За едой он украдкой улыбается самому себе: «Я сижу в светлой столовой с высоким потолком за маленьким круглым столом, один, и одновременно наблюдаю, как я беру стул, сажусь, чуть-чуть прикусив губу, потому что мне больно; потом я вижу, как прикасаюсь машинально к вазе с цветами, чуть придвигаю ее, вытаскиваю медленно, будто в раздумье, салфетку из-под своего прибора».
И это он — любитель природы, лесных прогулок, нераскаявшийся нудист, Кнульп, бродяга, сидящий в придорожных трактирах на деревянном табурете? Можно ли теперь узнать в нем фланера из Венеции с лицом святого Франциска, озаренным радостью, или зеваку, сфотографированного в Монтефалко в черной шляпе на итальянский манер, сидящего рядом с кувшинами вина? Какой неожиданный образ он теперь являет: больной нытик в плену привычек здешнего светского общества, как все остальные, забавляющийся «тревожным видом своего соседа, его неуверенностью и беспомощностью». Есть над чем посмеяться.
И Гессе-поэт смеется над Гессе-курортником. Он описывает свое унылое лицо, его «смиренное выражение», гримасы, которые корчит от боли, свои скупые жесты — и все это в окружении, которое он не теряет из виду и за которым продолжает внимательно наблюдать. В его сознании живут два человека. Один — примерный пациент, тщательно описывающий жизнь в Бадене. Другой — веселый повеса, которого ужасная жара и лютый холод приводят в драматическое возбуждение и которого терзают дурные предчувствия в этом оазисе беззаботности, где так распространен дурной тон, следы которого видны повсюду: в фасоне дамских шляпок, на выставке почтовых открыток или на программках концертов легкой музыки в час чая. Так увидят свет «Записки о курортной психологии», вскоре собранные в книгу под названием «Курортник», где грубоватые шутки и каламбуры не смягчат блестящую сатиру.

> **Цель задания**:
Выведите, пожалуйста, дословно часть отрывка о Гессе, начиная со слов «И Гессе-поэт смеется» и вплоть до слов «смягчат блестящую сатиру.».

> **Перечень записей**:
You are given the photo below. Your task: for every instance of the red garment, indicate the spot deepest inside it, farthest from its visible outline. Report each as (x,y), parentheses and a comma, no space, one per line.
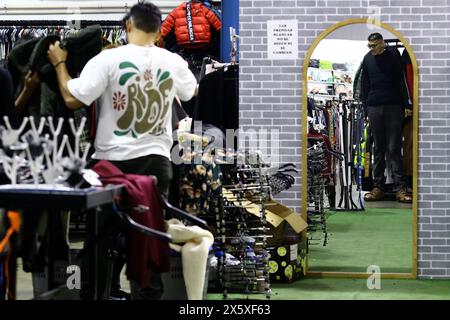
(202,20)
(145,254)
(314,135)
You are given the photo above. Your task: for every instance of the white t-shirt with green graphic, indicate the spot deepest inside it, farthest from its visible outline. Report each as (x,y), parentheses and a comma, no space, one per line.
(136,86)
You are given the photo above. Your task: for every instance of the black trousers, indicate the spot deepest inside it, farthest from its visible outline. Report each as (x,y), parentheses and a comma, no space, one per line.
(386,123)
(154,165)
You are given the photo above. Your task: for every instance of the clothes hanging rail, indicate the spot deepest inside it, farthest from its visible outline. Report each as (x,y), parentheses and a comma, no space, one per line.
(58,23)
(78,7)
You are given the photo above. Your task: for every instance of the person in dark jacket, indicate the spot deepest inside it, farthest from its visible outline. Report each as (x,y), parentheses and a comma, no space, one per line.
(383,93)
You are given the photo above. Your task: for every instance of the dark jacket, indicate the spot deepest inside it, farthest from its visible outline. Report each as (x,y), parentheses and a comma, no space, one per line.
(32,54)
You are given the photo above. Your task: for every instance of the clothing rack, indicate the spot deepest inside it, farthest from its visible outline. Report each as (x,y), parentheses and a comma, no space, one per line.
(58,23)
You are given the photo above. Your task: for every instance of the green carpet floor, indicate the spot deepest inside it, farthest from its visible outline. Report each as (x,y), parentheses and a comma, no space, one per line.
(376,236)
(353,289)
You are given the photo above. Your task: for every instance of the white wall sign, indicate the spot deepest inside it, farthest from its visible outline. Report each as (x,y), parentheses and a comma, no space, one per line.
(282,39)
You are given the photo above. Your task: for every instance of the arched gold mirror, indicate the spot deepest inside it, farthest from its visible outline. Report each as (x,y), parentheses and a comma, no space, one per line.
(350,147)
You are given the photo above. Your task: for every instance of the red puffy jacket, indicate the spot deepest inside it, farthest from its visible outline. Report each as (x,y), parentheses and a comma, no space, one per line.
(201,19)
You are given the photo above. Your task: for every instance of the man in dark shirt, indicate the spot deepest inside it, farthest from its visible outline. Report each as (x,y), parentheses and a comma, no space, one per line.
(383,93)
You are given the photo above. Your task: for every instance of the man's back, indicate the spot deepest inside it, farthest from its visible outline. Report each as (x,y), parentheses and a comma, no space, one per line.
(384,74)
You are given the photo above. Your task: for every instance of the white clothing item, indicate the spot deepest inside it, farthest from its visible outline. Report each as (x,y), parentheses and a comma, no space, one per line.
(194,254)
(136,86)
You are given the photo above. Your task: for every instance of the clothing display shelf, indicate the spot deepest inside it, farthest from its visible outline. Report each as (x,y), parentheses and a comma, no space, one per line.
(54,200)
(242,231)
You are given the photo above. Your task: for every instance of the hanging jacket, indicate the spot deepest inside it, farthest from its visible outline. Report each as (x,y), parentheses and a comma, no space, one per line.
(32,54)
(192,22)
(143,204)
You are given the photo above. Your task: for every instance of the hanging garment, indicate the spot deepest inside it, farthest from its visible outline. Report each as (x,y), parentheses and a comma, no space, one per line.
(409,73)
(193,242)
(145,255)
(7,97)
(199,186)
(192,22)
(6,283)
(218,99)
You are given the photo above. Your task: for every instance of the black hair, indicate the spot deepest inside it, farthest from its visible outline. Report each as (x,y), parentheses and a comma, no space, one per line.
(145,16)
(375,36)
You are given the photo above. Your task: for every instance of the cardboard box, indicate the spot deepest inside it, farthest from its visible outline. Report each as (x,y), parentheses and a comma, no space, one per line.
(284,223)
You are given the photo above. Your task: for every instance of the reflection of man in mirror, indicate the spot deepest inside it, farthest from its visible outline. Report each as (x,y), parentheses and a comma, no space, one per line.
(384,95)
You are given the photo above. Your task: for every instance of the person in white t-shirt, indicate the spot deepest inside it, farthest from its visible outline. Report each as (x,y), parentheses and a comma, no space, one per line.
(136,85)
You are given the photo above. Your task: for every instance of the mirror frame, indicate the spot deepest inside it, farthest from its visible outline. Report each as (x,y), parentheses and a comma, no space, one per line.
(323,35)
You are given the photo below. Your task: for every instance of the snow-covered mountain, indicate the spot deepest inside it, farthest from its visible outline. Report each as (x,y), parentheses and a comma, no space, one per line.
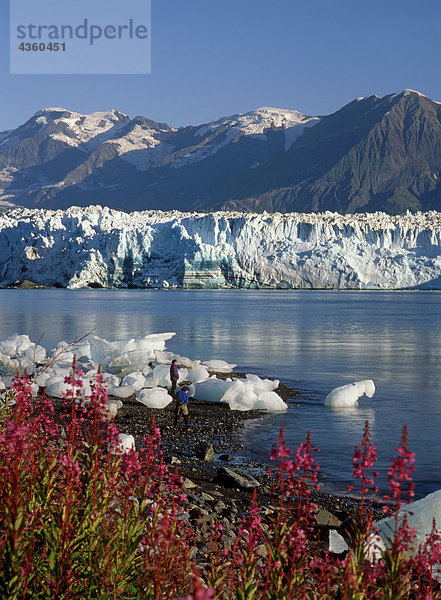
(59,157)
(373,154)
(101,247)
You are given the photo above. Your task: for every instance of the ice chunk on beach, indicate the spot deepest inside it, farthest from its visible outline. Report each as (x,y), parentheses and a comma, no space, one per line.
(220,366)
(126,442)
(56,386)
(165,358)
(348,395)
(154,398)
(198,373)
(110,409)
(128,362)
(8,364)
(15,344)
(136,380)
(211,390)
(337,543)
(253,395)
(62,353)
(151,382)
(420,515)
(101,350)
(162,375)
(121,392)
(35,353)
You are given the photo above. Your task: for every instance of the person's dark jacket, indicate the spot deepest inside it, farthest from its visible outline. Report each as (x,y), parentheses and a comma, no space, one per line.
(174,373)
(182,397)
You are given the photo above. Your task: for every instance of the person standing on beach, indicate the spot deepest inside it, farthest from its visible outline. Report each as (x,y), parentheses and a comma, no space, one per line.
(182,406)
(174,375)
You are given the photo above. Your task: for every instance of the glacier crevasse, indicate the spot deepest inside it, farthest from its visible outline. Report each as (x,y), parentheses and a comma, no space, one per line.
(101,247)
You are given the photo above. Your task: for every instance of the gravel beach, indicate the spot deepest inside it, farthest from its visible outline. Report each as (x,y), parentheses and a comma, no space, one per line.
(201,456)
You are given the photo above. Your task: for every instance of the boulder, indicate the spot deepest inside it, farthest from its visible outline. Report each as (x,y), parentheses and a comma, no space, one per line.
(229,478)
(205,451)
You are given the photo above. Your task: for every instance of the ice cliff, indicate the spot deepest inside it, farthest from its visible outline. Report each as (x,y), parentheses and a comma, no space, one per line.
(100,247)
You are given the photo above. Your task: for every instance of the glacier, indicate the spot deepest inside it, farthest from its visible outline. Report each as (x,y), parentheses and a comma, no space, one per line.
(104,248)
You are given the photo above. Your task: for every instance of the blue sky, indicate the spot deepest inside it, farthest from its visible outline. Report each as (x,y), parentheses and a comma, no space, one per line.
(213,58)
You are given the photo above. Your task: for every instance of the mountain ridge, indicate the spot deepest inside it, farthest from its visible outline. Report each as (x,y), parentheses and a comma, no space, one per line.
(372,154)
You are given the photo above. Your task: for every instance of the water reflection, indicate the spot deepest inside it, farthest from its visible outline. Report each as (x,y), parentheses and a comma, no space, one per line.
(312,340)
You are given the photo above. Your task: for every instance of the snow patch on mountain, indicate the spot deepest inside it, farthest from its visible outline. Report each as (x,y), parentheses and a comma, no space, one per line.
(91,129)
(102,247)
(221,132)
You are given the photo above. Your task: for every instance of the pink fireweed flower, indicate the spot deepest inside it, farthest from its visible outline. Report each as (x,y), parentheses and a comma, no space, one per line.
(400,472)
(364,459)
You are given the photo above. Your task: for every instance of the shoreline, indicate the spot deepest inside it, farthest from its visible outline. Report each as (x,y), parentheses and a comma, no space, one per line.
(210,499)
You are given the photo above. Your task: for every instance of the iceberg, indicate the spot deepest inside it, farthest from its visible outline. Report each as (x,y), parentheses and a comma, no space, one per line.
(197,374)
(165,358)
(211,390)
(220,366)
(222,249)
(420,516)
(253,395)
(136,380)
(126,443)
(347,395)
(154,398)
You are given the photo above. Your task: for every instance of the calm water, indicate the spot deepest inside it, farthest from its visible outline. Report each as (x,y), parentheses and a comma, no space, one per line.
(313,341)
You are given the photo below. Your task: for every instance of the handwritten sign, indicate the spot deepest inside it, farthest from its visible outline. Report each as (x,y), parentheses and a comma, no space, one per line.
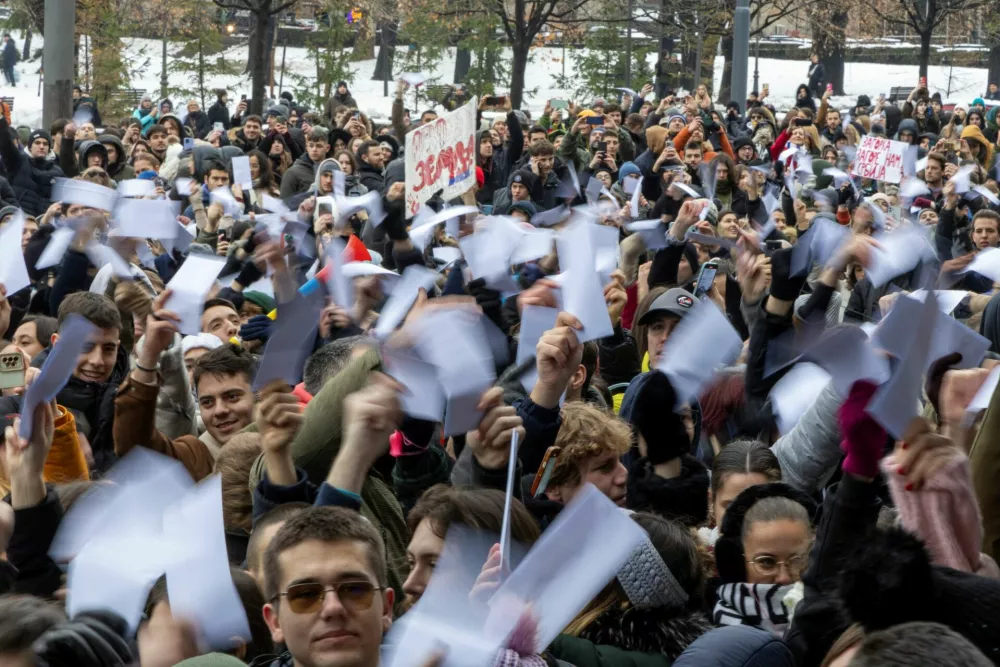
(441,156)
(880,159)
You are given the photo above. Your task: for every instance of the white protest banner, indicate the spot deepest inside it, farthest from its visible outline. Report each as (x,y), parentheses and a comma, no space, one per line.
(441,156)
(880,159)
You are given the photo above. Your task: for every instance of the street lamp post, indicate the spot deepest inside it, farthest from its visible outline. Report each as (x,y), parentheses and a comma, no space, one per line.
(756,62)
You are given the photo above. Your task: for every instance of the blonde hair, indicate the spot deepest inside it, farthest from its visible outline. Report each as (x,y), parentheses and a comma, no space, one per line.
(586,432)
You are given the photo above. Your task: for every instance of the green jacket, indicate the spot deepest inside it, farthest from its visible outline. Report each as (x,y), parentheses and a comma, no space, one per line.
(570,150)
(584,653)
(316,445)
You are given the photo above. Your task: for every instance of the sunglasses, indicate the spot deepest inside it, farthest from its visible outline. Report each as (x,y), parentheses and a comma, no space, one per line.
(307,598)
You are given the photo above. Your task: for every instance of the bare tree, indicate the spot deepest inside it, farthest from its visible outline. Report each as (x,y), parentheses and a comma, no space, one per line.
(262,12)
(924,17)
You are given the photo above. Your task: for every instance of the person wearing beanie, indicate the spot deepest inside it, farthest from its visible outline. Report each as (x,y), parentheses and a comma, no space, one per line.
(30,172)
(666,480)
(524,186)
(523,210)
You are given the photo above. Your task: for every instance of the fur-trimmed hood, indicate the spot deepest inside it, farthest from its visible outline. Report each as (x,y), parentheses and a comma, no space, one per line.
(647,630)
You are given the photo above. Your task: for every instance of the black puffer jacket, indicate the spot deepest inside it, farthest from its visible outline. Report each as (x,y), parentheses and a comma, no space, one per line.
(30,178)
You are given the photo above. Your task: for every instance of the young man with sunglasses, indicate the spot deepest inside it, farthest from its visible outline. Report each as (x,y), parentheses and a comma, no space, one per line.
(326,582)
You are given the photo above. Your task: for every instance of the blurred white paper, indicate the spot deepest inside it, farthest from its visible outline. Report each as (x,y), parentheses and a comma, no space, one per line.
(241,172)
(455,342)
(699,346)
(896,402)
(74,334)
(291,342)
(447,254)
(982,399)
(341,287)
(189,286)
(199,584)
(847,356)
(795,393)
(576,557)
(507,502)
(55,249)
(948,300)
(13,270)
(422,396)
(84,193)
(986,263)
(137,187)
(582,293)
(404,294)
(898,252)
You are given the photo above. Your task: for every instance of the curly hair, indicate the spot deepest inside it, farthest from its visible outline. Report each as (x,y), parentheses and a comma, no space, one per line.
(586,432)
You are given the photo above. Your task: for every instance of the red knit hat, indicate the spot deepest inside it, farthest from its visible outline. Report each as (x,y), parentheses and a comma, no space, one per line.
(356,251)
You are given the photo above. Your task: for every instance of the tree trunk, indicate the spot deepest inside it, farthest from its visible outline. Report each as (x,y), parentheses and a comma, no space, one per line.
(258,65)
(726,87)
(164,82)
(994,64)
(519,61)
(925,52)
(463,60)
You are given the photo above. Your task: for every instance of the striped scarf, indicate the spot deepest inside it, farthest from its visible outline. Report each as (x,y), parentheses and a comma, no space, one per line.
(759,605)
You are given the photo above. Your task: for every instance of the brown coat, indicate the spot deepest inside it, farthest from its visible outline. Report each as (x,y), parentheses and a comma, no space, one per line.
(135,419)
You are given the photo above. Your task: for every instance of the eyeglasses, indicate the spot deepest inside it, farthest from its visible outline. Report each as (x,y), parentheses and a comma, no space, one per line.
(769,566)
(308,598)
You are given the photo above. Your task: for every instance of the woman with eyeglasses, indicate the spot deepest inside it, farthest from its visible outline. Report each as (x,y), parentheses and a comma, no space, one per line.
(762,551)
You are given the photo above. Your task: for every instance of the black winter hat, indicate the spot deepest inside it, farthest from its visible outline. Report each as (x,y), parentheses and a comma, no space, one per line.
(729,555)
(653,418)
(39,134)
(890,580)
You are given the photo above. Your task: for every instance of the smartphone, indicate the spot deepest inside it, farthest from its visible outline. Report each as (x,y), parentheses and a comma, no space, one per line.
(705,278)
(544,473)
(11,370)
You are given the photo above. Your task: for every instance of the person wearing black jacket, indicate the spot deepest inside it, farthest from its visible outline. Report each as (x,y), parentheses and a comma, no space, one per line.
(498,163)
(817,76)
(31,175)
(219,112)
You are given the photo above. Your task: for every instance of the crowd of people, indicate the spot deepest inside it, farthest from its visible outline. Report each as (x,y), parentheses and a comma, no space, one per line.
(564,316)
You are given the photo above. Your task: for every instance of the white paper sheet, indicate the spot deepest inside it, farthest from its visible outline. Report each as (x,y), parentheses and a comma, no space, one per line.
(795,393)
(699,346)
(582,293)
(241,172)
(199,584)
(13,270)
(190,285)
(404,294)
(576,556)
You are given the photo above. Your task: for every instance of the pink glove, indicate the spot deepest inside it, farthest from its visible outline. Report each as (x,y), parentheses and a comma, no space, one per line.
(864,439)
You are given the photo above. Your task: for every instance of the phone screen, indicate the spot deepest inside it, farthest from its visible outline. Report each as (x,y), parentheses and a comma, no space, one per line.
(705,278)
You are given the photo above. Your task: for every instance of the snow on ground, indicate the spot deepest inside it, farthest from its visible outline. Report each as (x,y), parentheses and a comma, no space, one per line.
(546,65)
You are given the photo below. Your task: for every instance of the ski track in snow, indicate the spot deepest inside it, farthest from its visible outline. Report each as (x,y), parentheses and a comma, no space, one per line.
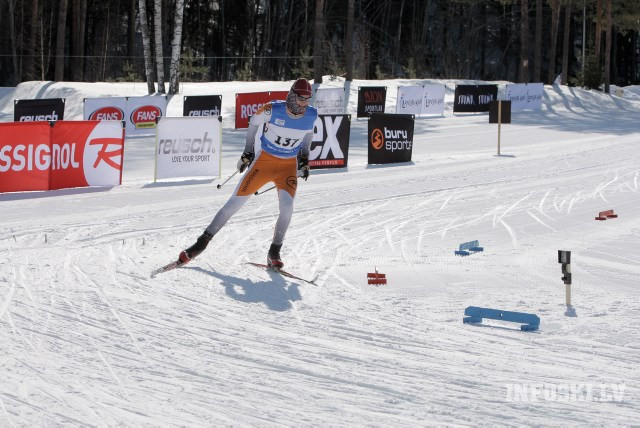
(90,339)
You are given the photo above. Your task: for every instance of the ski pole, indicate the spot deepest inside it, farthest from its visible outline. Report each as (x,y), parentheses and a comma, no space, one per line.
(225,181)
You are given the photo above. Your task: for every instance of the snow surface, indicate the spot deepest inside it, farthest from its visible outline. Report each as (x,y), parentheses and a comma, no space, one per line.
(88,338)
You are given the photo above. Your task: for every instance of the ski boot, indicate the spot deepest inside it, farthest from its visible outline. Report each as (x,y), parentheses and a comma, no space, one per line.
(190,253)
(273,257)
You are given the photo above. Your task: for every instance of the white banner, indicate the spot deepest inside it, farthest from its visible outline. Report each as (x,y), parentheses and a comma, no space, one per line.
(409,100)
(433,99)
(330,101)
(188,147)
(525,96)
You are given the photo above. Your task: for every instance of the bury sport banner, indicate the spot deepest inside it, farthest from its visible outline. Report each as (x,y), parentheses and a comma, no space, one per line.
(188,147)
(330,144)
(330,101)
(474,98)
(38,110)
(37,156)
(409,100)
(248,104)
(109,108)
(371,99)
(202,105)
(142,114)
(433,99)
(390,138)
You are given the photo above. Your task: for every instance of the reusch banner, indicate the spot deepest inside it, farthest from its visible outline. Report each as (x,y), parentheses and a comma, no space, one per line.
(188,147)
(109,108)
(474,98)
(202,105)
(38,110)
(330,144)
(40,156)
(142,113)
(525,96)
(390,138)
(330,101)
(371,99)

> **Ответ на задание**:
И Гессе-поэт смеется над Гессе-курортником. Он описывает свое унылое лицо, его «смиренное выражение», гримасы, которые корчит от боли, свои скупые жесты — и все это в окружении, которое он не теряет из виду и за которым продолжает внимательно наблюдать. В его сознании живут два человека. Один — примерный пациент, тщательно описывающий жизнь в Бадене. Другой — веселый повеса, которого ужасная жара и лютый холод приводят в драматическое возбуждение и которого терзают дурные предчувствия в этом оазисе беззаботности, где так распространен дурной тон, следы которого видны повсюду: в фасоне дамских шляпок, на выставке почтовых открыток или на программках концертов легкой музыки в час чая. Так увидят свет «Записки о курортной психологии», вскоре собранные в книгу под названием «Курортник», где грубоватые шутки и каламбуры не смягчат блестящую сатиру.